## START Passage provided

I want to know that what is difference between source route bridging and tranparent bridging and all other types of bridging. Pls provide me help in easy way with example. I will be thankful to all of u.

1 Reply 1

scottmac
Level 10
Level 10

With transparent bridging, the bridge monitors the traffic on each segment it is connected to. As traffic is sent on any segment, it builds a table by taking note of the source address of each frame it sees, along with which port it was seen on.

If as it sees the traffic, it compares the destination address against the forwarding tables it has constructed. If the destination address is in the table it is either forwarded to the destination on another segment or not forwarded because it was sourced on teh destination segment.

It's called transparent bridging because all of this occurs without intervention from any other external device (i.e., automatically). If a destination address is noted, and it is not in the forwarding table for any port, the bridge will flood that frame to all other ports (this is different than a broadcast, because the source and destination address remain the same .... a destination broadcast address would be all ones (ff.ff.ff.ff.ff.ff).

A bridge will also forward all broadcasts and multicasts.

A transparent bridge and a switch are essentially identical in function (switches are generally hardware based and operate at wire speed).

With Source Routing, each host sends explorer frames. The explorer frames are forwarded, received, and responded to (back to the originator). Each host builds its own routing table for any other hosts it will communicate with. The frame is sent with a complete path to the destination host (in the Routing Information Field, or "RIF"). The Source-Route bridge's function is pretty much just reading the RIF and forwarding the frame according to the RIF.

There is also Source-Route Transparent bridging ("SRT"), which is basically a marraige of the two above. If a frame is received by the bridge that contains a RIF, it is Source Routed. If the received frame does not have a RIF, then it is handled as if the bridge was a Transparent Bridge.

The above is a brief description. There are many other details for each of the bridging types. IF you search the main Cisco site looking for the Internetworking Guide, it has a pretty good set of examples, complete with diagrams.

## END Passage provided
## START Provided entries

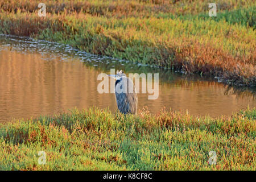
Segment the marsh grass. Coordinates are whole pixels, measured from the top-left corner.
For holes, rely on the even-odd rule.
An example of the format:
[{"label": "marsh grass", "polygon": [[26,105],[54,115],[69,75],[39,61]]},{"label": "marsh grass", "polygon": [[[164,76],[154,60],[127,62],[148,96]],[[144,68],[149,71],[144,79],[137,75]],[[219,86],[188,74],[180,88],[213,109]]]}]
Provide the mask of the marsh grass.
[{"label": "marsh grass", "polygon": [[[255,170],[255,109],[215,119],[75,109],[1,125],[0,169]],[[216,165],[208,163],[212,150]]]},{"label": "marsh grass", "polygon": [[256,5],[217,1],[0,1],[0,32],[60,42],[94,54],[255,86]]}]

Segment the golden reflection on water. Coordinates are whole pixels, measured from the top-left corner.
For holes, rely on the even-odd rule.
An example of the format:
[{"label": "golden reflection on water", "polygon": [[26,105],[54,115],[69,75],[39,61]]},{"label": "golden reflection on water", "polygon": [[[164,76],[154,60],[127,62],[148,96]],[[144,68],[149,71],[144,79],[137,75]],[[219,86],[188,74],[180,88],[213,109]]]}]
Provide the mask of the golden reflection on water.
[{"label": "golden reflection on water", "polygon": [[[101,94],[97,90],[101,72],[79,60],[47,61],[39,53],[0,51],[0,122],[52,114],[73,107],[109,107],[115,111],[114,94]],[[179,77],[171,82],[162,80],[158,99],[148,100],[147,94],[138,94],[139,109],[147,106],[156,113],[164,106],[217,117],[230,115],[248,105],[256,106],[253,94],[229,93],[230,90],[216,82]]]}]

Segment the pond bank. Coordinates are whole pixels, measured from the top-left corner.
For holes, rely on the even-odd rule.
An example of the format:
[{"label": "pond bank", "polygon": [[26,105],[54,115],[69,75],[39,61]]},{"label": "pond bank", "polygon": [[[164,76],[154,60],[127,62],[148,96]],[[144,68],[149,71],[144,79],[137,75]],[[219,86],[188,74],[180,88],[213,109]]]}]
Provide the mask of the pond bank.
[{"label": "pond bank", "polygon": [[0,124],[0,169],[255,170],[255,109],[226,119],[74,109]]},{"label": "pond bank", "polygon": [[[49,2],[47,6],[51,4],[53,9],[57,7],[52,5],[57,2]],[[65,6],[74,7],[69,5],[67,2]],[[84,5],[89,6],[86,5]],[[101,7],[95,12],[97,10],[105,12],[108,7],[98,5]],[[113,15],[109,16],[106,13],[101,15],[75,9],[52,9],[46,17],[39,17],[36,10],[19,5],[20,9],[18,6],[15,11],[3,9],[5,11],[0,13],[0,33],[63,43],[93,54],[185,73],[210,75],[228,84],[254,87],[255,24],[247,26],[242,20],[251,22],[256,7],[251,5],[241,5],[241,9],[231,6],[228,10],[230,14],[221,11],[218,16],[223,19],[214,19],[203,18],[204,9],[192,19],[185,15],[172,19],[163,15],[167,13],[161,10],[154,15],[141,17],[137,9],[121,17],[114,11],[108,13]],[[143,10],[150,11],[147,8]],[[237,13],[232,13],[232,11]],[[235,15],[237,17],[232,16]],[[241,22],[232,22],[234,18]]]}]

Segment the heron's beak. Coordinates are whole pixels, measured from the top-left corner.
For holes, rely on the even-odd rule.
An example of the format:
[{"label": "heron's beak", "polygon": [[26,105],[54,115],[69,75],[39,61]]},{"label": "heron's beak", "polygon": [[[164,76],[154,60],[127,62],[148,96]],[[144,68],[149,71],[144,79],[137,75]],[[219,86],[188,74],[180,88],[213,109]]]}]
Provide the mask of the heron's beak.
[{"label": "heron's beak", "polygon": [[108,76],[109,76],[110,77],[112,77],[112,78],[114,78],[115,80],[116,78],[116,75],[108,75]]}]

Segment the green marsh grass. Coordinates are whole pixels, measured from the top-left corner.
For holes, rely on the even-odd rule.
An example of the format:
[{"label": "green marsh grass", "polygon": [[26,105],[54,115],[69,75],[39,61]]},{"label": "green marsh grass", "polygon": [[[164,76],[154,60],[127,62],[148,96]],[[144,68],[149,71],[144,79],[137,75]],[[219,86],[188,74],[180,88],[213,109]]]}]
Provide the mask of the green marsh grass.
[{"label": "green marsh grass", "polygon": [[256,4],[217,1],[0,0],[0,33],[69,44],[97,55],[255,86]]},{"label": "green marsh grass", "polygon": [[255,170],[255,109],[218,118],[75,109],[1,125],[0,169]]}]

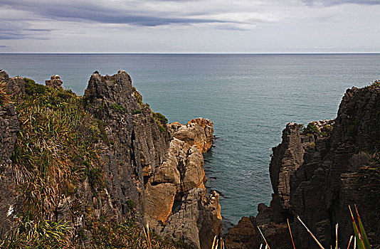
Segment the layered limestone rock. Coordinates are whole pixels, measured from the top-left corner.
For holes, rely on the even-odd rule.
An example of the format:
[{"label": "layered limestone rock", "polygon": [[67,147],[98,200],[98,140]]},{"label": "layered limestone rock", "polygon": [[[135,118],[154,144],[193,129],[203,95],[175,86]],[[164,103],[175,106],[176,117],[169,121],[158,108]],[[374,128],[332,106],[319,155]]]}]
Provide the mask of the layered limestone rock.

## END Provided entries

● **To do**
a: According to the bridging explanation, what does a transparent bridge do with a frame whose destination address is not in the forwarding table for any port?
b: Pick out every line of the listing that contains the string "green".

● **Full answers**
a: It floods that frame to all other ports.

b:
Segment the green marsh grass. Coordinates are whole pixels, measured from the top-left corner.
[{"label": "green marsh grass", "polygon": [[26,105],[54,115],[69,75],[39,61]]},{"label": "green marsh grass", "polygon": [[[164,76],[154,60],[127,62],[148,96]],[[144,68],[149,71],[144,79],[137,75]],[[219,86],[188,74],[180,88],[213,109]]]}]
Provide the mask of the green marsh grass.
[{"label": "green marsh grass", "polygon": [[256,4],[217,1],[0,0],[0,33],[69,44],[97,55],[255,86]]},{"label": "green marsh grass", "polygon": [[255,170],[255,109],[218,118],[75,109],[1,125],[0,169]]}]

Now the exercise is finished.